-- Start of Material provided --

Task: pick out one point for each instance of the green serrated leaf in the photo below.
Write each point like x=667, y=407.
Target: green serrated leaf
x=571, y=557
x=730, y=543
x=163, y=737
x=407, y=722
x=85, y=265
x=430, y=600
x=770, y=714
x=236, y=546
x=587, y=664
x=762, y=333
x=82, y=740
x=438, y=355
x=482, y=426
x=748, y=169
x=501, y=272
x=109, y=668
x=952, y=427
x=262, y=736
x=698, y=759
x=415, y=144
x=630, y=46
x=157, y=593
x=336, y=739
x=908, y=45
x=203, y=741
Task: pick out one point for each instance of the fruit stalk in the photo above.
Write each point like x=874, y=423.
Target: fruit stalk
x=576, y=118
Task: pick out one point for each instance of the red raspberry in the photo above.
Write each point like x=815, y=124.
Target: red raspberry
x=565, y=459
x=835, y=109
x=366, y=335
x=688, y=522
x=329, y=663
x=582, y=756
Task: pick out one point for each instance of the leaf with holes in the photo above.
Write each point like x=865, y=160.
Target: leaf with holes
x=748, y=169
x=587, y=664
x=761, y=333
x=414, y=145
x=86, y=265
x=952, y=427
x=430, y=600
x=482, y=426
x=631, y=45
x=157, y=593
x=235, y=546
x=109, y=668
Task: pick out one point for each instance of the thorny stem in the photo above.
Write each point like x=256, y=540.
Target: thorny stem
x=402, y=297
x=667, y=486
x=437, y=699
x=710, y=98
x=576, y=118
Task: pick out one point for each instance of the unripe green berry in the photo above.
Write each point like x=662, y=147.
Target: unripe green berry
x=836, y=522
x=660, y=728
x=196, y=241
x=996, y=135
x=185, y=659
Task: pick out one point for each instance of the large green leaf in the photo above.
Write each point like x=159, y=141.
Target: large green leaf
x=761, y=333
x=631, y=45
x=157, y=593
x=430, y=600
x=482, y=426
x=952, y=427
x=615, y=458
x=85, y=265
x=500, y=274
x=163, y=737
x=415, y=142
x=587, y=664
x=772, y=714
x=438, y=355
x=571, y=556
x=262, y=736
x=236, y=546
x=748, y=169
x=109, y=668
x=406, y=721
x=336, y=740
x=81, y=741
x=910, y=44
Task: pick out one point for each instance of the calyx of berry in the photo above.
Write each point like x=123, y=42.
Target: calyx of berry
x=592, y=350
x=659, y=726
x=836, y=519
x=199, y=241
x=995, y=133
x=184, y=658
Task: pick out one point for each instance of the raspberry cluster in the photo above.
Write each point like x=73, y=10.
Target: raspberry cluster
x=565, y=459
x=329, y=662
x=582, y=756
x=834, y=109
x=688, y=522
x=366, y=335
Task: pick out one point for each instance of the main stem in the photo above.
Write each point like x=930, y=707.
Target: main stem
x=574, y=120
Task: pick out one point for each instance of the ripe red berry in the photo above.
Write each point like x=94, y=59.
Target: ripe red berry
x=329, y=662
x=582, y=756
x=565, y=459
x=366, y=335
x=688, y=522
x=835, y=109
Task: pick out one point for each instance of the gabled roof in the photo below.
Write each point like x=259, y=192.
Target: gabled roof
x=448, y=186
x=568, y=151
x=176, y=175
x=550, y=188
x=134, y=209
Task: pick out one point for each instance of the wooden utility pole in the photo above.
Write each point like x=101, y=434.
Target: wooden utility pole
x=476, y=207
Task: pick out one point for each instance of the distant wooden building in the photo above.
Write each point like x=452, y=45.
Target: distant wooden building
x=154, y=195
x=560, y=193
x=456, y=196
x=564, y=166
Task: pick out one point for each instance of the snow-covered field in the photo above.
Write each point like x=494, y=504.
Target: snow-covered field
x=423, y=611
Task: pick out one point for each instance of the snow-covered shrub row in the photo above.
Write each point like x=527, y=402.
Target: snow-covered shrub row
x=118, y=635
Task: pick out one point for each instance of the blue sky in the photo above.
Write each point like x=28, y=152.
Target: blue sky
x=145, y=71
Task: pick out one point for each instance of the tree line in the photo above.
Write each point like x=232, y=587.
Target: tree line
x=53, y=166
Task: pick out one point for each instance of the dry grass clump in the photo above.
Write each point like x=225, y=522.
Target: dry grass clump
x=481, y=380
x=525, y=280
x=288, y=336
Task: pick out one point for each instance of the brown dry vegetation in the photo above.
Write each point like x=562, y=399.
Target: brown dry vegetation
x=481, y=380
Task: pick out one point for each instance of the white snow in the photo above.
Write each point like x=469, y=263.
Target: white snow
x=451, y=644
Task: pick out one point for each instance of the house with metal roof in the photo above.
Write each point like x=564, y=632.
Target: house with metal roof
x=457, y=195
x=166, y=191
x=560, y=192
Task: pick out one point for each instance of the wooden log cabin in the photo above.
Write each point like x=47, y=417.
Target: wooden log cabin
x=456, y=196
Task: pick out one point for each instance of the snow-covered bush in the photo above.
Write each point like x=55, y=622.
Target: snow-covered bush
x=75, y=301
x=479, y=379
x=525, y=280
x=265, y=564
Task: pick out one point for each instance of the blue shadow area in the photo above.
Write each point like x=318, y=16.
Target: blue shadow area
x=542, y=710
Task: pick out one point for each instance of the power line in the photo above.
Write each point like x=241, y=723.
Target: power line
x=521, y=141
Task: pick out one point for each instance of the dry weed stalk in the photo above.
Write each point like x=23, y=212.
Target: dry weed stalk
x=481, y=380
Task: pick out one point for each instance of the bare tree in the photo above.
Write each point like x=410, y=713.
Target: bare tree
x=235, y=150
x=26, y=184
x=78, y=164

-- End of Material provided --

(Task brief): Rewrite every item above, substituting "mark" for each occurrence of "pick out" and leaving all other text unchanged.

(Written reply):
Task: mark one point for each instance of the green serrated leaf in the photo below.
Write each point like x=667, y=407.
Target: green serrated leaf
x=571, y=557
x=730, y=543
x=163, y=737
x=407, y=722
x=85, y=265
x=430, y=600
x=770, y=714
x=236, y=546
x=587, y=664
x=762, y=333
x=82, y=740
x=438, y=355
x=482, y=426
x=748, y=169
x=501, y=272
x=109, y=668
x=952, y=427
x=262, y=736
x=698, y=759
x=415, y=144
x=630, y=46
x=157, y=593
x=336, y=739
x=908, y=45
x=203, y=741
Task: mark one point for each instance of the fruit stalk in the photo above.
Write each point like x=874, y=423.
Target: fruit stalk
x=576, y=118
Task: mark one point for each instance of the red raspberry in the photo above.
Write each point like x=815, y=124.
Target: red raspberry
x=565, y=459
x=835, y=109
x=366, y=335
x=688, y=522
x=329, y=663
x=582, y=756
Task: mark one point for each instance of the leaf with holes in the photo above.
Write each point like x=865, y=160.
Target: leaf with holes
x=748, y=169
x=587, y=664
x=761, y=333
x=414, y=145
x=86, y=265
x=952, y=427
x=430, y=600
x=482, y=426
x=631, y=45
x=157, y=593
x=235, y=546
x=109, y=668
Task: mark one point for each instance of the thorny stem in the photo above.
Write each point like x=256, y=540.
Target: thorny stem
x=402, y=297
x=667, y=486
x=437, y=699
x=710, y=98
x=576, y=118
Task: mark one point for each instance of the unripe green berry in the photo above.
Write each point like x=662, y=147.
Target: unripe green berry
x=836, y=522
x=660, y=728
x=196, y=241
x=996, y=135
x=185, y=659
Task: mark one point for each instance of the large green leaf in the photo above.
Write each point like x=159, y=141.
Target: large green leaf
x=761, y=333
x=631, y=45
x=157, y=593
x=430, y=600
x=482, y=426
x=952, y=427
x=615, y=458
x=85, y=265
x=500, y=274
x=163, y=737
x=415, y=142
x=587, y=664
x=772, y=714
x=438, y=355
x=571, y=556
x=262, y=736
x=236, y=546
x=748, y=169
x=109, y=668
x=406, y=721
x=336, y=740
x=81, y=741
x=910, y=44
Task: mark one point for each instance of the calyx of berry in the photo above.
Write each point like x=123, y=42.
Target: calyx of berry
x=592, y=350
x=659, y=726
x=836, y=519
x=199, y=241
x=995, y=133
x=184, y=658
Task: mark one point for each instance of the raspberry cluster in the photo above.
Write each point like x=73, y=10.
Target: raspberry cluster
x=565, y=459
x=329, y=662
x=582, y=756
x=834, y=109
x=688, y=522
x=366, y=335
Task: mark one point for each instance of the main stem in the photo above.
Write each point like x=930, y=707.
Target: main stem
x=574, y=120
Task: mark one point for each instance of the ripe red berry in the photo above.
Write each point like x=94, y=59.
Target: ripe red berry
x=329, y=662
x=582, y=756
x=565, y=459
x=366, y=335
x=688, y=522
x=835, y=109
Task: mark one point for each instance of the gabled roof in the photo below.
Write each point like x=259, y=192.
Target: gabled roof
x=448, y=186
x=568, y=151
x=176, y=175
x=550, y=188
x=134, y=209
Task: mark one point for each instance of the wooden utility pole in the photo above.
Write each point like x=101, y=434.
Target: wooden utility pole
x=476, y=207
Task: mark one point for each instance of the distant wooden building in the photo above.
Write each point like x=452, y=45.
Target: distant wooden building
x=154, y=195
x=560, y=193
x=456, y=196
x=564, y=166
Task: mark one point for each instance of the snow-covered field in the photo above.
Write each point like x=494, y=504.
Target: snow-covered field
x=423, y=611
Task: mark one point for each instance of the snow-covered shrub row in the photo above.
Write each point like x=527, y=402.
Target: snow-covered shrub row
x=118, y=635
Task: mark one point for each instance of the blue sky in the photo above.
Write each point like x=28, y=152.
Target: blue sky
x=145, y=71
Task: mark one point for each instance of the tree line in the photo above.
Write each point like x=232, y=587.
Target: tree line
x=53, y=166
Task: mark one point for each instance of the dry grass clump in the photo above.
Write each point like x=225, y=522.
Target: dry grass clump
x=481, y=380
x=525, y=280
x=288, y=336
Task: mark one point for each instance of the brown dry vegetation in the photo above.
Write each point like x=562, y=399.
Target: brown dry vegetation
x=481, y=380
Task: mark one point for each instance of the white snow in the photo above.
Write each point like x=469, y=263.
Target: white snow
x=451, y=644
Task: mark one point for each instance of the house with metal roof in the photo above.
Write each point like x=564, y=632.
Target: house with metal roof
x=457, y=195
x=166, y=191
x=560, y=192
Task: mark one point for each instance of the wooden log cabin in the photo above.
Write each point like x=47, y=417.
Target: wooden log cabin
x=456, y=196
Task: mark one point for each instance of the snow-covered bush in the photo above.
Write each point like x=55, y=622.
Target: snow-covered bush
x=75, y=301
x=479, y=379
x=525, y=280
x=265, y=564
Task: mark one point for each instance of the blue shadow area in the photo above.
Write each point like x=318, y=16.
Target: blue shadow area
x=542, y=710
Task: mark one point for each instance of the power line in the photo above.
Write each point like x=241, y=723.
Target: power line
x=521, y=141
Task: mark one point for each instance of the dry weed stalk in the photo above.
Write each point like x=23, y=212.
Target: dry weed stalk
x=481, y=380
Task: mark one point for each instance of the bare tree in the photo above.
Write each point like x=410, y=713.
Target: bare tree
x=235, y=150
x=26, y=184
x=78, y=164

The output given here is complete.